> **Prompt 1**: In the patent excerpt on electrowinning anodes, what does the anode's electrochemically active material oxidize?

Another object of the invention is to provide an aluminium
electrowinning anode structure which has a reduced electrical
resistivity.
An important object of the invention is also to provide an
aluminium electrowinning anode which has an electrochemically
active surface operating at a low effective current density but
which, over the anode area facing the cathode, is apparently high
and an enhanced elimination of the gaseous oxygen formed
thereon.
Yet another object of the invention is to provide an anode with an
electrochemically active material which is thick enough to resist
long-lasting wear while offering only a low electrical
resistance.
An object of the invention is also to provide an aluminium
electrowinning anode structure which may have different sections
protected with different kinds of protective materials against
specific attacks. These different sections may for instance be the
section of the anode active surface facing a cathode; the inactive
section immersed in the electrolyte carrying current to the active
section; the section of the anode at the electrolyte surface
interface; the section of the anode above the electrolyte surface
surrounded by gas or frozen electrolyte; or the section of the
anode outside the cell.
Yet a further object of the invention is to provide an aluminium
electrowinning anode structure which can carry an increased amount
of electrochemically active material, thereby increasing the
lifetime of the anode.
It is also an object of the invention to provide an aluminium
electrowinning anode which can be maintained dimensionally stable
by adequate operation of the cell.
SUMMARY OF THE INVENTION
The invention relates to a non-carbon, metal-based anode of a cell
for the electrowinning of aluminium, in particular by the
electrolysis of alumina dissolved in a molten fluoride-based
electrolyte. The anode comprises an electrically conductive, high
temperature resistant and oxidation resistant metal structure in
the form of a wire mesh or net, a foraminate sheet such as an
expanded mesh or a perforated sheet, a fibrous network, a
reticulated skeletal structure such as a foam or a honeycomb, or a
porous structure, all having voids, recesses and/or pores which are
at least partly filled with an electrically conductive and
electrochemically active material to form an anode for the
oxidation of oxygen ions present at the anode surface/electrolyte
interface.

> **Records for this task**:
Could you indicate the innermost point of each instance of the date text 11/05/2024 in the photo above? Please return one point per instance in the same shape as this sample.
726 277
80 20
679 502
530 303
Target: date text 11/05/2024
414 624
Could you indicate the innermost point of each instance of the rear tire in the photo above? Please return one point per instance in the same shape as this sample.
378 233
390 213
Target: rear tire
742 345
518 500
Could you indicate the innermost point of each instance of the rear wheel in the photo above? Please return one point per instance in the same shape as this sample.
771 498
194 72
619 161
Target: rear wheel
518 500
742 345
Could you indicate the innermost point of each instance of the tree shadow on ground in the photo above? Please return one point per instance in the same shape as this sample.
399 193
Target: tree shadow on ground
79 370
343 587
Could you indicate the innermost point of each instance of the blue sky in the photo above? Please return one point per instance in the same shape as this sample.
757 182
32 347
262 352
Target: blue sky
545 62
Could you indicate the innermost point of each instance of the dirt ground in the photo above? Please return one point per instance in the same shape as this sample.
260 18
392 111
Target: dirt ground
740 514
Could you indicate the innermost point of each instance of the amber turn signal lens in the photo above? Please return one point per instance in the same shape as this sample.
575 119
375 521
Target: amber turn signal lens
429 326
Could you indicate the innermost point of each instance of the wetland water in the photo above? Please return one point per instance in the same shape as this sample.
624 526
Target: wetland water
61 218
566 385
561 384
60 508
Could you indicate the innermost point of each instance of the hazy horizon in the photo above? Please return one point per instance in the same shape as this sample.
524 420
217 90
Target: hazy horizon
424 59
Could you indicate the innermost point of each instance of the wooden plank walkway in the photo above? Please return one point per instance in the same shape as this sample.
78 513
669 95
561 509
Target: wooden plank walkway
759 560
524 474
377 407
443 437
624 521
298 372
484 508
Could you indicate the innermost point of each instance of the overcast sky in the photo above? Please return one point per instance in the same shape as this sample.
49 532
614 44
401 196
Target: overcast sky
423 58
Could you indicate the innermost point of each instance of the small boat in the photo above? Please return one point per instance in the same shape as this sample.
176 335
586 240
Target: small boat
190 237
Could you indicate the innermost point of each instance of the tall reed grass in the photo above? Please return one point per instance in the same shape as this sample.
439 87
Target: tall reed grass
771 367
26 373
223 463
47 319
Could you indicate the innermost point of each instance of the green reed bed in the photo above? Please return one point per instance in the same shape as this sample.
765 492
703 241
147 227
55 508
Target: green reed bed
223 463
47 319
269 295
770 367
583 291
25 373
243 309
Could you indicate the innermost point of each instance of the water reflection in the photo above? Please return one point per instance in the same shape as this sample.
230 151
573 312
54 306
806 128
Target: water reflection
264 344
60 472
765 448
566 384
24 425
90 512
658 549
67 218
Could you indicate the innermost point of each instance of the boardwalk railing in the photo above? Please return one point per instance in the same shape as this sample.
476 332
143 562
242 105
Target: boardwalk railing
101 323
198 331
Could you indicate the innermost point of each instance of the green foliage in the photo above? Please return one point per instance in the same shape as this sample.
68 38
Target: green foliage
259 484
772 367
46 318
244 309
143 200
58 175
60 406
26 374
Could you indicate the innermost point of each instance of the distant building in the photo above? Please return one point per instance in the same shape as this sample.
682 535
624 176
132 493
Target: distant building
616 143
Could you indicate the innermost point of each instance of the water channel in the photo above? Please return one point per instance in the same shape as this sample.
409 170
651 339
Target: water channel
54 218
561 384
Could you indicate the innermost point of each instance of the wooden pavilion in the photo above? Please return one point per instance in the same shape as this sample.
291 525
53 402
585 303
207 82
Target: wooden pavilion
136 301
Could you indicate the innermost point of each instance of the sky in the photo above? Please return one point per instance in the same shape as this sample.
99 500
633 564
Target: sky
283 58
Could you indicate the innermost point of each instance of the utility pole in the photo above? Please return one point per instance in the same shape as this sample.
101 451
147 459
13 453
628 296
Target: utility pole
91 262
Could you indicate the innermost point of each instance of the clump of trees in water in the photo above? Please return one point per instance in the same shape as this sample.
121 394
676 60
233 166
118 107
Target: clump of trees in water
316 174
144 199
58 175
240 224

> **Prompt 2**: Which lines of the listing contain the string "pavilion"? Show each one, treating uppercase and lowercase as different.

> **Exercise output 1**: Oxygen ions present at the anode surface/electrolyte interface.

> **Exercise output 2**:
Could you indicate the innermost point of each instance of the wooden pavilion in the photo above? Please return one point per instance in the same shape as this sample.
Target: wooden pavilion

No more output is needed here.